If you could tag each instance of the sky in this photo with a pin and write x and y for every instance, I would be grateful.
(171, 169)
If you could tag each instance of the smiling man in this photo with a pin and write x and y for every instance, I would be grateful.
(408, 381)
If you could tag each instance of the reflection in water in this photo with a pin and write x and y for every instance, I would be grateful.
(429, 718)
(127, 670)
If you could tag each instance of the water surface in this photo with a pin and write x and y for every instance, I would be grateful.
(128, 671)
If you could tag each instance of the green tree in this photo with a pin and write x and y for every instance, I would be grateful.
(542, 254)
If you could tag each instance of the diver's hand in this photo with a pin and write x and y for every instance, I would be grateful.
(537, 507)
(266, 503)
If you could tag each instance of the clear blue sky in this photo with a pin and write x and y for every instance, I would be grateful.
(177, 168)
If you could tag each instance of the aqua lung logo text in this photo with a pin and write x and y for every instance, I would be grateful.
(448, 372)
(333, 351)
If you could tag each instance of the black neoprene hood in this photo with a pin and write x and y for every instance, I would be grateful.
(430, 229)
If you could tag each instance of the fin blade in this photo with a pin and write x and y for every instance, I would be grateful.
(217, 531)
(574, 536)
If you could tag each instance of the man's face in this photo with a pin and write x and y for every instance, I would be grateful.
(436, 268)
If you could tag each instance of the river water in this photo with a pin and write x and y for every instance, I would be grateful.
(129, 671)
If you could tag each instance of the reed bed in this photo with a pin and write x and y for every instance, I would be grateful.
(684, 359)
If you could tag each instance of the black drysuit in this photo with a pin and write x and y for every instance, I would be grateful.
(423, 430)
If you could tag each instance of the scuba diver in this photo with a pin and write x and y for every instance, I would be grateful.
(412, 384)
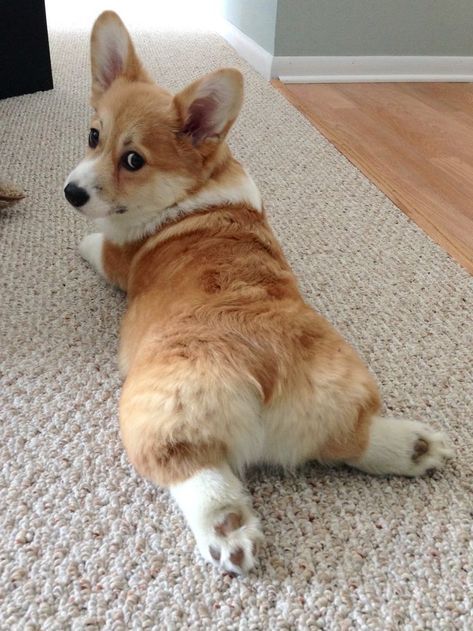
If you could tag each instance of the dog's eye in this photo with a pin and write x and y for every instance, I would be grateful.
(93, 138)
(132, 161)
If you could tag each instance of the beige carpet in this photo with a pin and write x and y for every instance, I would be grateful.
(85, 543)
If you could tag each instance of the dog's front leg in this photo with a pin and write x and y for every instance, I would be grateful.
(218, 510)
(91, 249)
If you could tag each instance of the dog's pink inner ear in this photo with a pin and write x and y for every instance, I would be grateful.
(112, 67)
(200, 119)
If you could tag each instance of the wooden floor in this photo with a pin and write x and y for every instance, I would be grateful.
(413, 140)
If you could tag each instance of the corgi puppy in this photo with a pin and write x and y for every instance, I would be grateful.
(224, 364)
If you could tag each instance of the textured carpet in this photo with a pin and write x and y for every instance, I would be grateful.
(87, 544)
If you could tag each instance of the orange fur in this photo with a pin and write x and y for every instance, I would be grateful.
(224, 363)
(223, 359)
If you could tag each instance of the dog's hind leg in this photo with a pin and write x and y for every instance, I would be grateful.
(402, 447)
(219, 513)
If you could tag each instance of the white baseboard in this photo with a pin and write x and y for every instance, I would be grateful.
(247, 48)
(377, 68)
(346, 69)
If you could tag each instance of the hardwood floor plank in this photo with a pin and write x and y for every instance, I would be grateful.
(414, 141)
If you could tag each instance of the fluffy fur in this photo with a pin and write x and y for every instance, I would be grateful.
(224, 364)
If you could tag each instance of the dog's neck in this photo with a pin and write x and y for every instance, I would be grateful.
(233, 186)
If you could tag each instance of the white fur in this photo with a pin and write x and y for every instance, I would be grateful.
(90, 249)
(206, 499)
(127, 227)
(391, 448)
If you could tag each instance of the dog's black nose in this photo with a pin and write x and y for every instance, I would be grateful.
(76, 195)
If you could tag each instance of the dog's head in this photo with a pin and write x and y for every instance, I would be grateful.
(148, 149)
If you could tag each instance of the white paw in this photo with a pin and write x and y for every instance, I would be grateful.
(231, 539)
(219, 513)
(429, 450)
(403, 447)
(90, 249)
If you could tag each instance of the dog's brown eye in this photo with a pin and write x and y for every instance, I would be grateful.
(93, 138)
(132, 161)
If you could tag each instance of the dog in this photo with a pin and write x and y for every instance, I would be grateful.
(224, 364)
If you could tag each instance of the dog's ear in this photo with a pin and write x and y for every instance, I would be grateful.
(112, 54)
(208, 107)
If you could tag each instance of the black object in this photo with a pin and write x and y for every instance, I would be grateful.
(75, 195)
(25, 65)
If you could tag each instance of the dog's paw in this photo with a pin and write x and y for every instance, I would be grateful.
(231, 540)
(404, 447)
(430, 450)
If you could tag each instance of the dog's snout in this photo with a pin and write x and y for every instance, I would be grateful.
(76, 195)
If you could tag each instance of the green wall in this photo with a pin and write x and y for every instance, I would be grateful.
(356, 27)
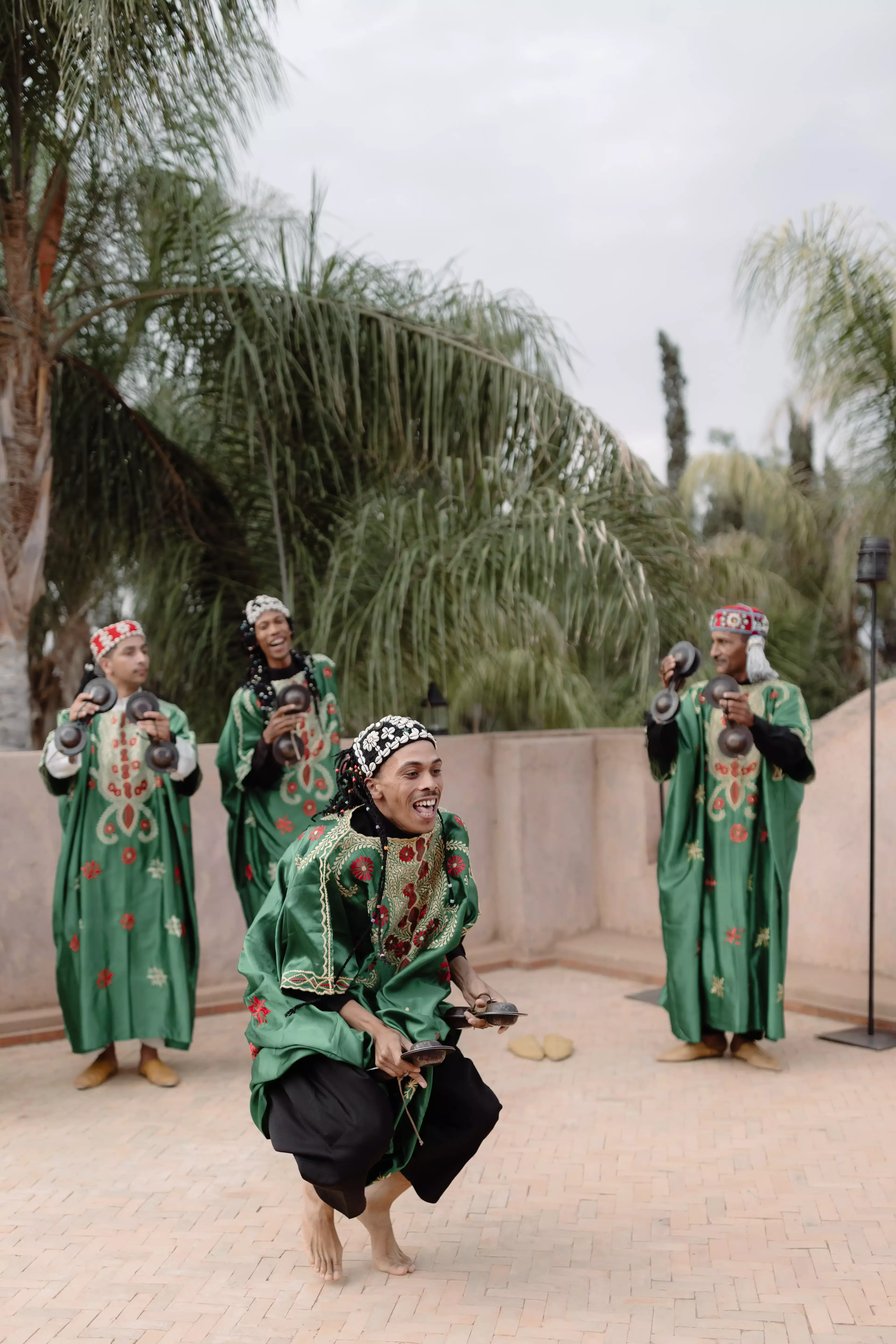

== == ==

> _Written task_
Gather every line of the data above that contains the word "green", counting a match only when its capitalization is the same.

> _Solution for this task_
If you could tag each instance of the green tree in this photo with a pin and write x and y for every instance, I would be grateful.
If you could tag each instance of the green wall in this photo with a pin and write x and y for every instance, I would be grateful.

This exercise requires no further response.